## Instructions for the task
Pick up the bulk upload design notes below where they stop, and continue them from that point.

## Extract provided
###
Re-mapping (PATCHing `columnMapping`) is legal only in `ready_for_processing` and `mapping_complete`. Any later state rejects with 409.
**Two writers**: Next.js owns transitions out of `mapping_complete`, into `processing`, and the terminal Finalise outcomes. FastAPI owns `combining` and `awaiting_review` — writing them direct to the DB during the combiner run. The BulkUpload aggregate observes both.
See [ADR-0001](./docs/adr/0001-bulk-upload-state-machine.md) for the deliberate "not yet" decisions baked into this lifecycle.
## Relationships
- A **Portfolio** has many **BulkUploads**.
- A **BulkUpload** produces zero or more **Properties** when finalised.
- A **BulkUpload** has at most one **Task** (the orchestration handle for the FastAPI pipeline run); a Task has many **SubTasks** (one per pipeline stage: address matching, combiner).
- A **Portfolio** has many **VocabularyMappings** — one row per `(category, description)` it has ever encountered across all its BulkUploads. See [ADR-0002](./docs/adr/0002-landlord-override-vocabulary.md).
## Example dialogue
> **Dev:** "If the **Combiner** finishes but the user hasn't clicked Finalise, what does the user see?"
###
## Extracted entries
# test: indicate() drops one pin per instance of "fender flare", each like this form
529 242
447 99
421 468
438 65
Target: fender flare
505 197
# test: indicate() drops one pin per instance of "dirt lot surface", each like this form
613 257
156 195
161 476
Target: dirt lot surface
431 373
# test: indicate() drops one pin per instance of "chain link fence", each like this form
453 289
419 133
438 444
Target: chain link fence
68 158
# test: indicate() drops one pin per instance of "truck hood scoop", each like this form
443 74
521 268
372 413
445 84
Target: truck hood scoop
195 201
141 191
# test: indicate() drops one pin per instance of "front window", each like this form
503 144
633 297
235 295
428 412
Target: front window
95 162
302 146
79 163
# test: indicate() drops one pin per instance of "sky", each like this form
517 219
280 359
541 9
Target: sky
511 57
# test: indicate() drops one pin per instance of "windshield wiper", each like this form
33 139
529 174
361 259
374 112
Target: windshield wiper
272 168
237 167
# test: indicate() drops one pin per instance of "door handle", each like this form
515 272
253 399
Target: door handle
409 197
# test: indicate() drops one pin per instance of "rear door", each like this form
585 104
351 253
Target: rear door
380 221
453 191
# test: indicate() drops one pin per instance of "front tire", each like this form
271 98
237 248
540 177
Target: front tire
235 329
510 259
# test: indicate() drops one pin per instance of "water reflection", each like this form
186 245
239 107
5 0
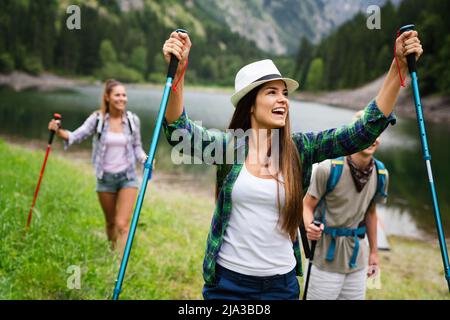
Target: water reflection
26 114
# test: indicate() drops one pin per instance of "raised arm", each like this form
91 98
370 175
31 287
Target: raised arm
178 45
407 43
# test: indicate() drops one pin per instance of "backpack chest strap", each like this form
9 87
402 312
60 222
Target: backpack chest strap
344 232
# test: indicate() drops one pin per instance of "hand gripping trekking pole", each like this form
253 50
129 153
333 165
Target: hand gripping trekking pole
311 257
56 116
147 173
411 59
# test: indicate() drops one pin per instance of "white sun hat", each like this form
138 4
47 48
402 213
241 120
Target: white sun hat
255 74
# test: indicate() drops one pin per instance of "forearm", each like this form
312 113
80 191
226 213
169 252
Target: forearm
175 103
387 96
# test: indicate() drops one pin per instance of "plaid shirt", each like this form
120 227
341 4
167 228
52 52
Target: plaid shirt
134 151
312 147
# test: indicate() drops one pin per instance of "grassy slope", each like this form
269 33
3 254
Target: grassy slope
166 260
68 229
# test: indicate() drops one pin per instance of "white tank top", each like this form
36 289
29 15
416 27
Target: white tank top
254 243
115 154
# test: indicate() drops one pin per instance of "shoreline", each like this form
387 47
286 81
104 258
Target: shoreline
163 180
436 108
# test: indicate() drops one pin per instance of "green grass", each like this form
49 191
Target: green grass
166 261
68 229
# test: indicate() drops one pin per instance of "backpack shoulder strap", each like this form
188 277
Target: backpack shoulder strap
381 178
337 166
99 124
131 122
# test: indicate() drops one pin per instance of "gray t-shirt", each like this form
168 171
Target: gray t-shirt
346 208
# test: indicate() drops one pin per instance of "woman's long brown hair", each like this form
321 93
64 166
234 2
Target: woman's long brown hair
292 211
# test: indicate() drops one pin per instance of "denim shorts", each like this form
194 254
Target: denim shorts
113 182
231 285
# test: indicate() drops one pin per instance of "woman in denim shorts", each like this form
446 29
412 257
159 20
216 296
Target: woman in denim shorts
117 147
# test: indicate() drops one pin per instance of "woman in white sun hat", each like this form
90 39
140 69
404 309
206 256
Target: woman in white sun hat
252 249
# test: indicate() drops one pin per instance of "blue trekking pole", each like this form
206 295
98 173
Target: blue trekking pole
147 172
411 59
311 257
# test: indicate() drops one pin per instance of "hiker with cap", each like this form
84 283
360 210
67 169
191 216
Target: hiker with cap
117 148
252 249
343 195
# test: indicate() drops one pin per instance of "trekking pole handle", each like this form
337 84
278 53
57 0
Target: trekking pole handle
317 223
57 117
173 65
410 58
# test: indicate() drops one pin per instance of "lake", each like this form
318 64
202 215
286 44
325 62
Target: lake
409 209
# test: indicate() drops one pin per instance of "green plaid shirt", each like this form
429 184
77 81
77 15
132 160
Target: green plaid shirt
312 147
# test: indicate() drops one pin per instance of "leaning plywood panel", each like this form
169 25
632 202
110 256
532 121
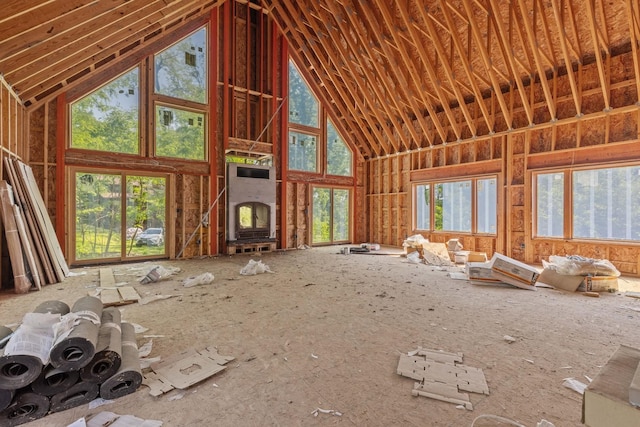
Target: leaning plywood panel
25 175
32 261
21 282
48 275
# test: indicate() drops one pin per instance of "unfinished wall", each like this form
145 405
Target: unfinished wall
245 55
13 144
597 136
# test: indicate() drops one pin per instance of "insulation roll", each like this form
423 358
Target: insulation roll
26 407
79 394
129 376
19 370
77 348
53 307
53 381
107 359
6 396
5 334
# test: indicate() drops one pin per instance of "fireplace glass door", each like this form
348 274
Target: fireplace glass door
252 221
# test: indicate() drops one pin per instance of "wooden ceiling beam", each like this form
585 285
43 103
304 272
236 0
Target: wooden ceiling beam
471 76
38 23
634 31
362 46
374 26
538 61
509 59
366 42
552 61
359 82
443 100
446 65
371 137
577 50
604 84
564 47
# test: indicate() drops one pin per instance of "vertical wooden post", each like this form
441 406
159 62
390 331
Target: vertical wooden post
284 116
213 131
61 143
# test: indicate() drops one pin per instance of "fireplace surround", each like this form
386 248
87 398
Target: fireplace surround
251 204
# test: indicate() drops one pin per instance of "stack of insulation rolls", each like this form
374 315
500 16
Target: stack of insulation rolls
91 354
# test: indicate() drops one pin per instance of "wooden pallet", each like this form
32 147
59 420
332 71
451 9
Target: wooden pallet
245 248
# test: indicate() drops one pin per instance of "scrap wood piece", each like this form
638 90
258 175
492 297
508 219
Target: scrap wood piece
22 283
425 370
441 376
118 296
443 392
184 370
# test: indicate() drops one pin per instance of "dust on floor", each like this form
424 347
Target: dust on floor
325 330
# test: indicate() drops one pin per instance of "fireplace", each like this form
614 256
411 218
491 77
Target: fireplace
251 204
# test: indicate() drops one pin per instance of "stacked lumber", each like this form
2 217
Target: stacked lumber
61 357
35 254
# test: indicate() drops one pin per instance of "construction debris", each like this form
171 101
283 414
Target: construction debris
440 375
184 370
60 358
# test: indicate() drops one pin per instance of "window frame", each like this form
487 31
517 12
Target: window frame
321 135
568 201
474 204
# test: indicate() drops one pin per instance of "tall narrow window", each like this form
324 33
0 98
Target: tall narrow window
486 203
303 152
453 206
550 204
107 119
304 108
331 213
339 157
180 133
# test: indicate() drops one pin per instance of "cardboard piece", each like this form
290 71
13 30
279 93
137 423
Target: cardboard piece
599 284
513 272
606 399
184 370
441 376
560 281
435 254
474 256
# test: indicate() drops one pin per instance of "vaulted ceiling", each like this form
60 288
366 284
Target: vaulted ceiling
398 74
407 74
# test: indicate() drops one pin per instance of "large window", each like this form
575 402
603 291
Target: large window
339 157
107 119
465 206
118 215
331 213
603 203
181 78
308 126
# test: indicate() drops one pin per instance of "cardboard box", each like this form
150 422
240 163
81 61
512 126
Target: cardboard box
461 257
514 272
409 249
479 271
600 284
435 254
605 402
476 256
560 281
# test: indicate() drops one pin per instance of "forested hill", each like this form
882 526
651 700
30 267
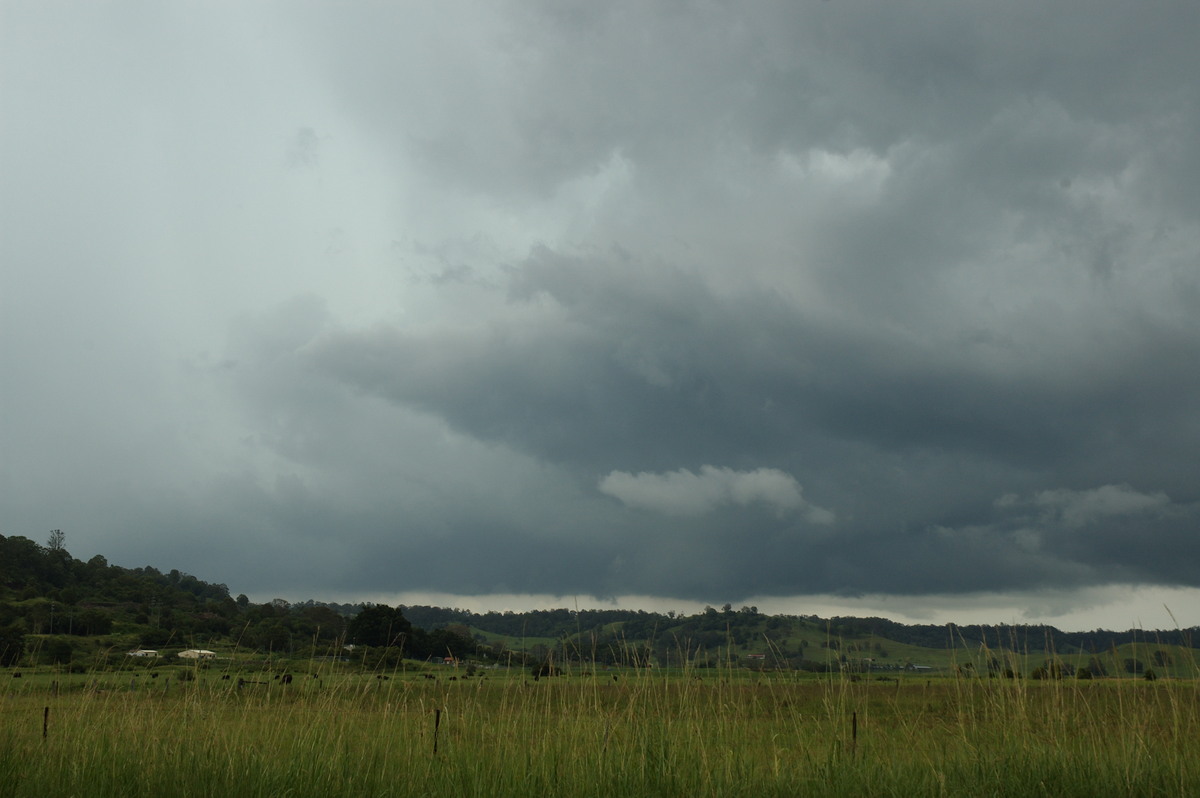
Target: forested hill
748 622
70 607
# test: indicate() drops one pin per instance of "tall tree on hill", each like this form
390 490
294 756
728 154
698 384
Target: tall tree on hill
379 625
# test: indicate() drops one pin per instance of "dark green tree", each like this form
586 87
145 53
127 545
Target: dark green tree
379 625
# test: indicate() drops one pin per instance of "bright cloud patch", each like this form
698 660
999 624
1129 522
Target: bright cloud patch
685 493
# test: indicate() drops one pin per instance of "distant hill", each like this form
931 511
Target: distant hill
55 609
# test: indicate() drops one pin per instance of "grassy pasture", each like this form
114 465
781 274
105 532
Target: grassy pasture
###
## Output of the task
> **Domain expert:** "The BulkUpload sits in `awaiting_review`. The frontend polls and shows a 'review and confirm' button. Nothing's been written to **Properties** yet."
>
> **Dev:** "And if **Finalise** runs and 30% of rows have no **UPRN**?"
> **Domain expert:** "Those still get imported as **Properties** — just without a UPRN — and the BulkUpload moves to `complete`. Manual cleanup happens later in the property table."
## Flagged ambiguities
- "Upload" is used in the codebase to mean both the file-on-S3 and the BulkUpload row. We standardise on **BulkUpload** for the row; the file is just "the source file."
- "Onboarding" appears in some route paths (`bulk_onboarding_inputs/...`) but isn't part of this glossary — we use **BulkUpload** end-to-end.